• TEXT PROVIDED:
:::::

Classifying Words with 3-sort Automata
Tomasz Jastrząb, Frédéric Lardeux, Eric Monfroy
TL;DR
This work addresses learning probabilistic automata from positive and negative word samples by leveraging finite automata with three state sorts: accepting, rejecting, and inconclusive. It develops a rigorous pipeline: infer a $3$-sort NFA, convert it to a $3$-sort weighted-frequency automaton, and finally derive a $3$-sort probabilistic automaton to classify words, with multiple path- and weight-based classifiers. The approach includes a size-reduction technique to keep automata compact and defines counting functions and normalization formulas to produce valid probabilities. Empirical evaluation on real peptide data and regex-generated languages demonstrates that probabilistic NFAs can achieve meaningful classification performance, with prefix-based models and certain classifiers yielding strong results; future work includes weight-tuning and ensemble strategies to enhance robustness and applicability.

:::::

Saved data entries:
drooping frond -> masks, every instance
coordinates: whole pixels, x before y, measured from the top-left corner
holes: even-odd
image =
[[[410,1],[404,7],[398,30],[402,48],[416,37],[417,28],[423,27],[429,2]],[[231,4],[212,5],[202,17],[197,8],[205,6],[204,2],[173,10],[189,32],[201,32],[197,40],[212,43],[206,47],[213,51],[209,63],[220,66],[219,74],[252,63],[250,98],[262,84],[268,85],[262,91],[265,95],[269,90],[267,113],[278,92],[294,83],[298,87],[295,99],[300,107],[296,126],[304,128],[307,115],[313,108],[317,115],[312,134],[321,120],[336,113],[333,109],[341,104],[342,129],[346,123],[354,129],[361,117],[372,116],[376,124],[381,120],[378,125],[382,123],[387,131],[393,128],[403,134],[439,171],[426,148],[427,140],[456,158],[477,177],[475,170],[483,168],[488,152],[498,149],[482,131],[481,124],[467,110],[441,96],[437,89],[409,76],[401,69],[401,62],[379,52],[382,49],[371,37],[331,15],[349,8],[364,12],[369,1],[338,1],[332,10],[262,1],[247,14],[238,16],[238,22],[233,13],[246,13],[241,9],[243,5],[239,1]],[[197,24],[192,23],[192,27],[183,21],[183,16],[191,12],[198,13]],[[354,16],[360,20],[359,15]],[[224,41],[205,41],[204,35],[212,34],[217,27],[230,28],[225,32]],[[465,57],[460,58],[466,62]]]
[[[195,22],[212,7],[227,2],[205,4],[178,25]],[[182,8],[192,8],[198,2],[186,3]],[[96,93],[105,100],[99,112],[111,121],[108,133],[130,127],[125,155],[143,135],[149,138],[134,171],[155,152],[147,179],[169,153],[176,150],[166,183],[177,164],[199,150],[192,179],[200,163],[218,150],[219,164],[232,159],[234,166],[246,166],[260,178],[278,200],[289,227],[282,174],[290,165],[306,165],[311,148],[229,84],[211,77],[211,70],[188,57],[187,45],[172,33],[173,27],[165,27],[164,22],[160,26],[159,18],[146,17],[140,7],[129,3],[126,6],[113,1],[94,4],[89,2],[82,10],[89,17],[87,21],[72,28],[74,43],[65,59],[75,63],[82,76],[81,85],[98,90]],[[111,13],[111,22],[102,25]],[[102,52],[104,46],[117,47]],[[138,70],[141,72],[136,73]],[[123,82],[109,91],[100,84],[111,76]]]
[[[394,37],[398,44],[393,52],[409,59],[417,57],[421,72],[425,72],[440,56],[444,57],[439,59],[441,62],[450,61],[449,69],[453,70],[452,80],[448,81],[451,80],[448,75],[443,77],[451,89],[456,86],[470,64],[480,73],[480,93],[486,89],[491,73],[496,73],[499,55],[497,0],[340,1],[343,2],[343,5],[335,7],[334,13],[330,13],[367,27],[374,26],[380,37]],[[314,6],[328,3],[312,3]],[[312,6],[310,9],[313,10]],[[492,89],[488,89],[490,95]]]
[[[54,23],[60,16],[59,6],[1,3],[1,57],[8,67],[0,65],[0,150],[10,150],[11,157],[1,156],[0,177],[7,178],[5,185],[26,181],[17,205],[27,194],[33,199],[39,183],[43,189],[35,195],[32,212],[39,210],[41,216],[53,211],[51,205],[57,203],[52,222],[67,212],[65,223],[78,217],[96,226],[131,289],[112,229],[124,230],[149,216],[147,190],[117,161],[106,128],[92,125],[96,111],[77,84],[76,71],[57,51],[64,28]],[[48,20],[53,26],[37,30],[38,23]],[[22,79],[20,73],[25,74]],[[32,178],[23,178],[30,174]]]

:::::

• TASK SET:
1 - List the kinds of states that the text on classifying words with 3-sort automata gives for its finite automata.
2 - Translate this sentence from the text on classifying words with 3-sort automata into Spanish: "The approach includes a size-reduction technique to keep automata compact and defines counting functions and normalization formulas to produce valid probabilities."
3 - Pick up the text on classifying words with 3-sort automata after its final sentence and continue it.

• RESPONSES PER TASK:
1 - Accepting, rejecting, and inconclusive.

2 - El enfoque incluye una técnica de reducción de tamaño para mantener compactos los autómatas y define funciones de conteo y fórmulas de normalización para producir probabilidades válidas.

3 -
Abstract
Grammatical inference consists in learning a language or a grammar from data. In this paper, we consider a number of models for inferring a non-deterministic finite automaton (NFA) with 3 sorts of states, that must accept some words, and reject some other words from a given sample. We then propose a transformation from this 3-sort NFA into weighted-frequency and probabilistic NFA, and we apply the latter to a classification task. The experimental evaluation of our approach shows that the probabilistic NFAs can be successfully applied for classification tasks on both real-life and superficial benchmark data sets.